• Given request 1
List every cost that, according to the forum thread on expats in Japan, EFL teachers pay themselves.
• Given request 2
Answer these questions using the forum thread on expats in Japan.
(a) What does the abbreviation EFL stand for?
(b) What did Ulann say was the only thing previously known?
(c) Which movie does synthia recommend renting?
• Given request 3
Summarize the forum thread on expats in Japan in two sentences.

• Excerpt to read
▬▬▬▬▬▬▬▬▬▬

# Different types of expats



## synthia

There are two types of expats in Japan. One is the corporate expat, with a nice benefits package that provides large Western-style accomodation in an ex-pat heavy section of the city, where there are stores carrying goods from home. These packages pay salaries that allow the purchase of these luxury goods.

The other type is the EFL (English as a Foreign Language) teacher. EFL teachers are employed by Japanese companies, and they usually get their jobs by coming to Japan and interviewing on their own. They pay their own airfare, accommodation costs while looking for work, costs for a visa run to Korea if necessary, and frequently their own security deposits and 'key money' for their apartments.


----------



## attagirl

Thank you so much for this information. I would have never know that there are two classifications of expats, unless you would have told me.


----------



## Ulann

Me too. I only know that there are two types of passports.


----------



## Peterc

Japan must be an interesting place to work. I have never been there but one day would like to take a long holiday there. English teachers must be in huge demand there as Japan is also trying to integrate with the rest of the world.


----------



## Dr. Dozoretz

*probable expat to be*

Thanks for the thread-- I'm new to the site, and am rapidly approaching negotiating a compensation package for the corporate exec version of the expat that you listed above. Any advice is gladly appreciated from any of you out there who are currently expat execs or have been involved (or have any contacts) with negotiating such a package.

Again thanks in advance, Paul


----------



## synthia

Rent the movie Mr. Baseball and enjoy watching Tom Selleck making all the mistakes you will make. Pay special attention to the 'luxury' apartment. Prepare for major housing adjustments. Apartments have one bath, are small, and don't have closets. Japanese housewives cook on a two-burner gas cooktop. Air-conditioning is not the norm. If you want western-level housing, ask to see pictures of what you will be getting.

▬▬▬▬▬▬▬▬▬▬

[Records]
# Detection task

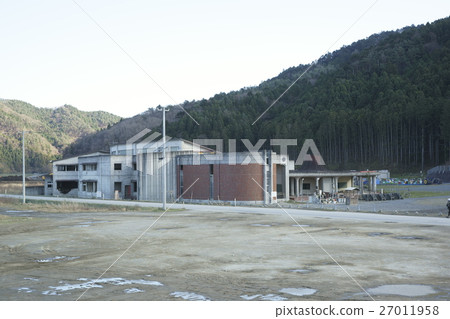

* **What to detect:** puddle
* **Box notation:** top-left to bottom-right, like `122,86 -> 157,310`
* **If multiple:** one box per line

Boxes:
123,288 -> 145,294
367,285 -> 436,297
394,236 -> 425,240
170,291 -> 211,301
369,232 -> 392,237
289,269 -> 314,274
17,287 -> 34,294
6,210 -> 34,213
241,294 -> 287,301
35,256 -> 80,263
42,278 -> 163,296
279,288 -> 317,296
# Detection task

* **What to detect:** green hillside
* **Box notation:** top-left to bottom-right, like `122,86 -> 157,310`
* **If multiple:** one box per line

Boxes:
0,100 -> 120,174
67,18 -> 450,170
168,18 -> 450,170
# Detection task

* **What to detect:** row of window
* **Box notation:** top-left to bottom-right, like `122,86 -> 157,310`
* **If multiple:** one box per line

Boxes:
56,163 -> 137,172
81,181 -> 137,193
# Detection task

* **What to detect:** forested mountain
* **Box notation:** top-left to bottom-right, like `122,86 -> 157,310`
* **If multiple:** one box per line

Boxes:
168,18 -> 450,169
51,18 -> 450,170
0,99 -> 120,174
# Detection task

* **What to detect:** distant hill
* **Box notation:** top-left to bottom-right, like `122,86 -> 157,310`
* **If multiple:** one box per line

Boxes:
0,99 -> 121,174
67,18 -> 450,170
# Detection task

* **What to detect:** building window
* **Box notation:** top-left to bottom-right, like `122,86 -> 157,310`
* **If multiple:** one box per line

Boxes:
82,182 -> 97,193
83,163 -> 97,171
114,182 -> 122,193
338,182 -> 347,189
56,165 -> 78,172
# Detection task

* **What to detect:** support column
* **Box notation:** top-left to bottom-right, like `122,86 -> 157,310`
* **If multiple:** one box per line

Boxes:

▬▬▬▬▬▬▬▬▬▬

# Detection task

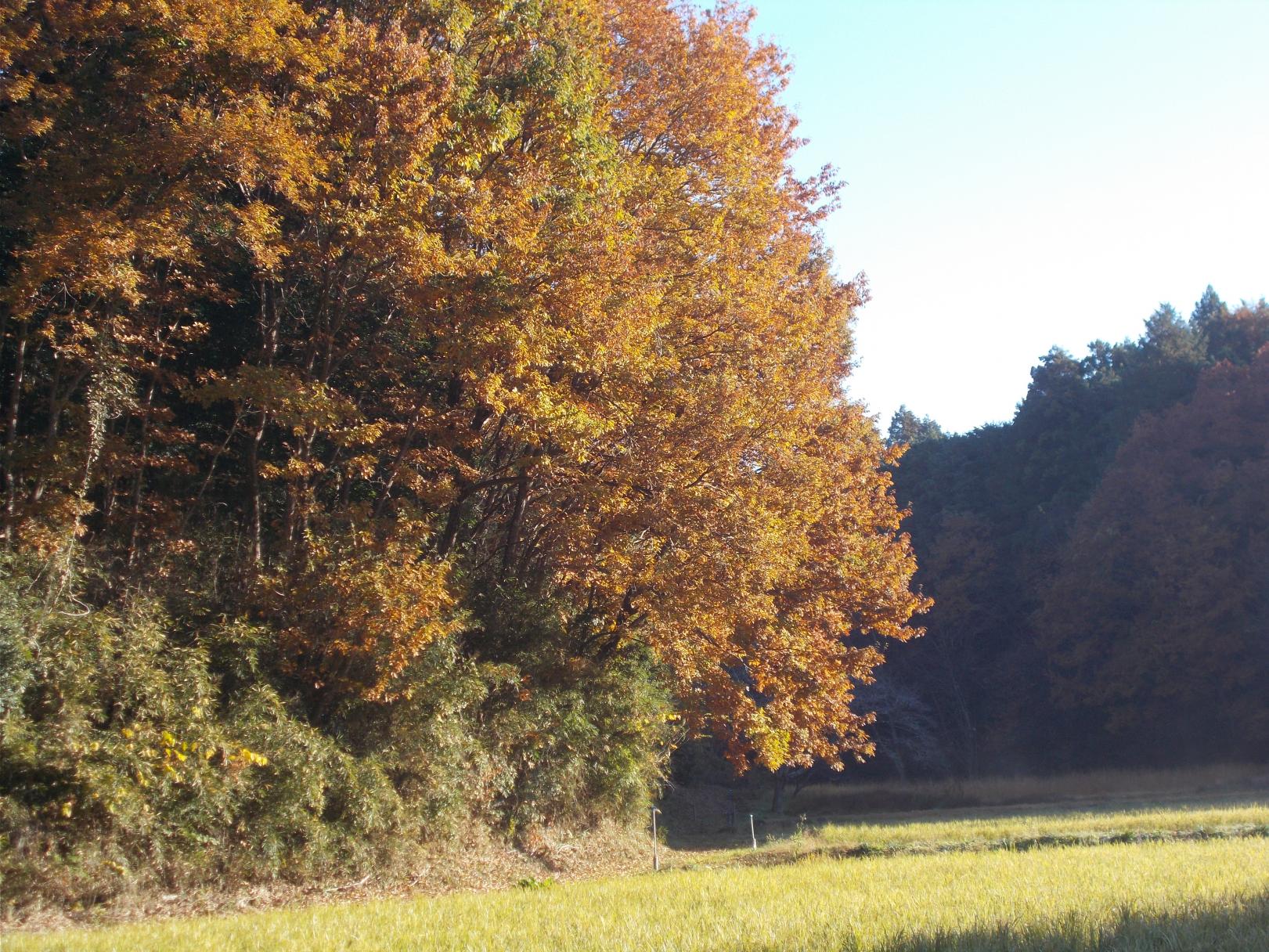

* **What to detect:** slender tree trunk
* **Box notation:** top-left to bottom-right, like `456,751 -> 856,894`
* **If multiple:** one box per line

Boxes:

▬▬▬▬▬▬▬▬▬▬

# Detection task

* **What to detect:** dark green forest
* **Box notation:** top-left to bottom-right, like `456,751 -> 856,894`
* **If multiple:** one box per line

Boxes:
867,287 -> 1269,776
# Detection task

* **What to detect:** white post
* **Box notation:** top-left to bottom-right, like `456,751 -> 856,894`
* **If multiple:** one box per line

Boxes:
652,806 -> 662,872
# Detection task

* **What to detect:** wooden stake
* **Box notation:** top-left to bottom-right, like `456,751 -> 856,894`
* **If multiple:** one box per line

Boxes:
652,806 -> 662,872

▬▬▬▬▬▬▬▬▬▬

• Worked solution 1
- Airfare
- Accommodation costs while looking for work
- Costs for a visa run to Korea, if necessary
- Security deposits for their apartments (frequently)
- Key money for their apartments (frequently)

• Worked solution 2
(a) English as a Foreign Language.
(b) That there are two types of passports.
(c) Mr. Baseball.

• Worked solution 3
A poster describes two types of expats in Japan: corporate expats, who receive generous benefits packages with large Western-style housing, and EFL teachers, who find jobs on their own and pay their own airfare, housing, and visa costs. When a newcomer asks for advice on negotiating a corporate package, the same poster warns that Japanese apartments are small, have one bath and no closets, often lack air-conditioning, and should be checked in pictures beforehand.